The fact that God created us in his image, as the most beautiful and highest form of His creation, implies that all human beings have inherent dignity and worth independent of their actions and behavior.  Because we are made in the likeness of our creator and thus share, in some fashion, the divine image, human life is precious and sacred.  There are no villains in history.  While people have been created with freedom, and are thus capable of performing villainous or sinful acts, even the most despicable human subject bears the image of God and thus has inherent value in His eyes.

If life is indeed sacred and valuable, then Christians have a responsibility to celebrate and protect it.  Scholars debate the particular meaning of Imago Dei for our lives, but most would agree that it provides a foundation for Christian social teaching.  The belief that we are created in the image of God should translate into our convictions about war, abortion, capital punishment, and the care of the poor.  It also informs the Christian’s understanding of human equality.  If we are all created in God’s image, then discrimination based on race, color, social condition, language or religion violates God’s design for human beings.  And the Imago Dei should also inform the way a Christian does history.  This doctrine should guide us in the kinds of stories we tell about the human beings who we come across when visiting the “foreign country” that is the past.  It should shape the way we teach the past, write about the past, and interpret the past.

An approach to the past informed by an affirmation of Imago Dei can make the Christian historian’s work compatible with some of the best scholarship that the historical profession has to offer.  Let me illustrate this from my own sub-discipline, the study of colonial American history.  Lately historians have been complicating the very definition of what we have traditionally called “colonial America.”  Recent scholarship on the history of the North American continent between 1500 and 1800 has suggested that “colonial America” is a loaded phrase.  For most of my students, “colonial America” is equivalent to the “13 colonies”–those individual settlements that came together in 1776 to rebel against England and form the United States of America. When I ask them why we should study the colonies, they inevitably answer by saying something about the importance of understanding the reasons for the American Revolution and the founding of the United States.  For most of them, the purpose of studying the colonial period is to locate the seeds of their nation—as if these seeds were somehow planted in the soil of Jamestown and Plymouth, were watered through a host of seventeenth and eighteenth-century events, and finally blossomed in the years between the resistance to the Stamp Act (1765) and the Declaration of Independence (1776). The colonial period thus becomes part of the grand civics lesson that is the American history survey course.

[Labeled-object pointing entries]

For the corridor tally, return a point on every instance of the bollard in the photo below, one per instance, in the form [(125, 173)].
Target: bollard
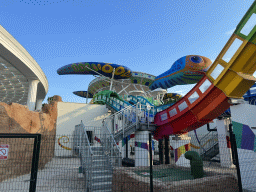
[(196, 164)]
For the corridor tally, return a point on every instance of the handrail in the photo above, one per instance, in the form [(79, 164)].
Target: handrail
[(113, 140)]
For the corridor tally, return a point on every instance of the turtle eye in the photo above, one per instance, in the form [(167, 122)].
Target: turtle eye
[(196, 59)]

--

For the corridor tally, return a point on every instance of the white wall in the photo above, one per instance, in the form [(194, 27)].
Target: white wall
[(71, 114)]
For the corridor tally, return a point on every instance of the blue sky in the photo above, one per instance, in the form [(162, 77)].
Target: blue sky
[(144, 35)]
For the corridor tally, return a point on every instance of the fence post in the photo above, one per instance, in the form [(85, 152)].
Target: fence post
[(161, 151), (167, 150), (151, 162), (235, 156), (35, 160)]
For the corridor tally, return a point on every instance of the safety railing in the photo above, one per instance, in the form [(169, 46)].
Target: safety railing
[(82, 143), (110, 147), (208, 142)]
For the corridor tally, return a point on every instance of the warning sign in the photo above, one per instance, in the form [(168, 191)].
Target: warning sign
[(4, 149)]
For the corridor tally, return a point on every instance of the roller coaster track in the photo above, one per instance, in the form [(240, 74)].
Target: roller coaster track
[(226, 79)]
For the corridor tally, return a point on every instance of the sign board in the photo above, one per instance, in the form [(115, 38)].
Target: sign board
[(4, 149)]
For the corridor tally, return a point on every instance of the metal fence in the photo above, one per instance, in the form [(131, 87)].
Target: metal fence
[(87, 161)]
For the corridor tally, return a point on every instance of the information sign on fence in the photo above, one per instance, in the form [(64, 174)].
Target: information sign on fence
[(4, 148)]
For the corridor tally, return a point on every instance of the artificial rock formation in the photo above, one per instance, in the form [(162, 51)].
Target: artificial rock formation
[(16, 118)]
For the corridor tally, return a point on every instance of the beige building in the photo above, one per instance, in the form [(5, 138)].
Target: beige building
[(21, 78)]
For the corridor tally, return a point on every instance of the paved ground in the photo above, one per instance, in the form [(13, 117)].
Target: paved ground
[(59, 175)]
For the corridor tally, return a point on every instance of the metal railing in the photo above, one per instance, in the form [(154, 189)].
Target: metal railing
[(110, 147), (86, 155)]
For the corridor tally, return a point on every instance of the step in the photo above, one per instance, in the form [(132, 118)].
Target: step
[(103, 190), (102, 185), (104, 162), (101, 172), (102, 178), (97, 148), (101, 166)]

--

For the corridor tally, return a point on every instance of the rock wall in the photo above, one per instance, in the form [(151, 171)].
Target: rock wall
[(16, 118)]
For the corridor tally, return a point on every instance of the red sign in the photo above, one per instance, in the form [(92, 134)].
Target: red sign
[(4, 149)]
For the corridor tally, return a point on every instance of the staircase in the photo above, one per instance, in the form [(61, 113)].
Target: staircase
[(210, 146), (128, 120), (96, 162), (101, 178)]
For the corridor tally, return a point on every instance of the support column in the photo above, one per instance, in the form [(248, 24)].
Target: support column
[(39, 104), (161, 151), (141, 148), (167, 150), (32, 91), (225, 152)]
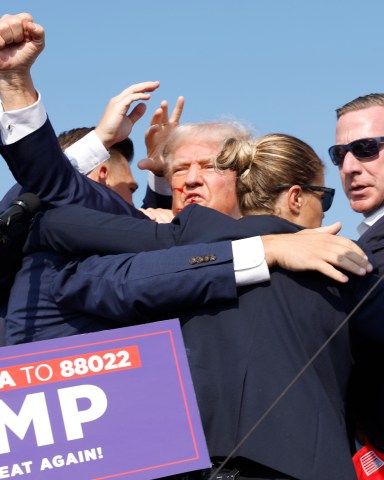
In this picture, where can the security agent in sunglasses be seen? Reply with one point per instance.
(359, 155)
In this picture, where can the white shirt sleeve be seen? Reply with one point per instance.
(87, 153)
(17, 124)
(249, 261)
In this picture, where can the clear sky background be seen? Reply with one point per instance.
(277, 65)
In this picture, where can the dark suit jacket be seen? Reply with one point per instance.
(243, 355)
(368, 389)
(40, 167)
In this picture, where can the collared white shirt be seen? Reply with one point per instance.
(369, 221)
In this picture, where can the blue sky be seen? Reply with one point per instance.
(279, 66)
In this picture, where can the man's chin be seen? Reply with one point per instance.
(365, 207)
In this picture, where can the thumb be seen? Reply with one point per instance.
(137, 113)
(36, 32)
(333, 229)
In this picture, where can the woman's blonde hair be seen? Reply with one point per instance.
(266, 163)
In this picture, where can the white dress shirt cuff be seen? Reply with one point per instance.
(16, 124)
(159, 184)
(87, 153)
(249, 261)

Aim of the task – From the passage on Imago Dei and the study of history, extract the part that opens with the words containing "The fact that" and closes with "in His eyes.".

Written reply –
The fact that God created us in his image, as the most beautiful and highest form of His creation, implies that all human beings have inherent dignity and worth independent of their actions and behavior.  Because we are made in the likeness of our creator and thus share, in some fashion, the divine image, human life is precious and sacred.  There are no villains in history.  While people have been created with freedom, and are thus capable of performing villainous or sinful acts, even the most despicable human subject bears the image of God and thus has inherent value in His eyes.